ファンによる推し活は、作品を鑑賞したりグッズを収集したりといった受動的なものから、実際に自身で何かを生み出す能動的なものまで、様々な広がりを見せている。このような推し活が社会に与える影響について、東京都市大学の岡部大介教授が解説する。
“推し活”に見られる能動的に自走するカルチャー
私の研究では、ファンカルチャーのフィールドワークとして大学の研究室の所属学生にお願いし、彼ら彼女らの日常に参与させてもらうことがあります。すると、愛好する対象のCDやグッズを他者よりも多く所有したり、知識をたくさん専有することに価値を見出したりする「馴染みのある光景」のなかに、それらとは質が異なるように思われる「コンヴィヴィアル(共愉的)な活動」が含まれていると気づくことがあります。

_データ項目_
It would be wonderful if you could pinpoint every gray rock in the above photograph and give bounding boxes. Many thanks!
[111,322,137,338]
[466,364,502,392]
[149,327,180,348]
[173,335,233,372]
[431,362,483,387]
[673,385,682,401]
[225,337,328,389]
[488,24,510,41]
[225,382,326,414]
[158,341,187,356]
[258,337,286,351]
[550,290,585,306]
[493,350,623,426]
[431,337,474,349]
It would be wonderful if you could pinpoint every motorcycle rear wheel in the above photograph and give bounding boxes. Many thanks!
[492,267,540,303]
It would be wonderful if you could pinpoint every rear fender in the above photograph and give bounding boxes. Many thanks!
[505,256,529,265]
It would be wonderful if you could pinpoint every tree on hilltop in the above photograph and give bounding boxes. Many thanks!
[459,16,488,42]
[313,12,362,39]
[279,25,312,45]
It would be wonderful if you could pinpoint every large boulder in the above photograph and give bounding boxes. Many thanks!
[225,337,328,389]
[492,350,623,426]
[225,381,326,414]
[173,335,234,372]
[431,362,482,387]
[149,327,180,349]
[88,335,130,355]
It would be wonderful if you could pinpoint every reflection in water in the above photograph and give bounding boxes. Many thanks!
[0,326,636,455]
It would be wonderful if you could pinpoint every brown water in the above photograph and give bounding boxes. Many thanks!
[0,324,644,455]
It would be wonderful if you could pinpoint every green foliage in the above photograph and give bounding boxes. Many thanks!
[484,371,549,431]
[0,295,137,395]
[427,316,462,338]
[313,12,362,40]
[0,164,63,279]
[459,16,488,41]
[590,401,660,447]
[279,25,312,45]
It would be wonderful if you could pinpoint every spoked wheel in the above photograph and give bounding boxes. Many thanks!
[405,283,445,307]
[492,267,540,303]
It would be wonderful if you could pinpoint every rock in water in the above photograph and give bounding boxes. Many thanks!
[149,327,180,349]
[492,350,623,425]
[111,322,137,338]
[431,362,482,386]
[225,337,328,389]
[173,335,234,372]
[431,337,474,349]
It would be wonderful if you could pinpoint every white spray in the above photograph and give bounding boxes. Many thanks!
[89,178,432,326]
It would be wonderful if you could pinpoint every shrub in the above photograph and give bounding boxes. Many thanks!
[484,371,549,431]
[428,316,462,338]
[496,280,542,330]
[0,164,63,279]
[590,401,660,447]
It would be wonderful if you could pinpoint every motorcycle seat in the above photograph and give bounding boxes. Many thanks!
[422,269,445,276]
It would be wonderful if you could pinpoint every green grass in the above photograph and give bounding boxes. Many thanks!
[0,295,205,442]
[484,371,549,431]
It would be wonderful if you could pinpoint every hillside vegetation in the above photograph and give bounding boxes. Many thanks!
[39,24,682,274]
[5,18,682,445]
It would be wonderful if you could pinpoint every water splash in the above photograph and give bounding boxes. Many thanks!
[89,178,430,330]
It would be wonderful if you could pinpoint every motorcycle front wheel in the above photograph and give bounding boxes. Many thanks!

_作業指示_
1. 推し活に関する文章の中で、かぎかっこ「」または引用符“”で囲まれた語句をすべて挙げよ。
2. リストのうち、「It would be wonderful if you could pinpoint every brown」を含む行から「[0,324,644,455]」を含む行までを、「brown water」を「muddy water」に置き換えて示せ。その他は変えないこと。
推し活に関する文章とリストは、互いに関係がない。

_出力結果_
1. 推し活、馴染みのある光景、コンヴィヴィアル(共愉的)な活動

2.
It would be wonderful if you could pinpoint every muddy water in the above photograph and give bounding boxes. Many thanks!
[0,324,644,455]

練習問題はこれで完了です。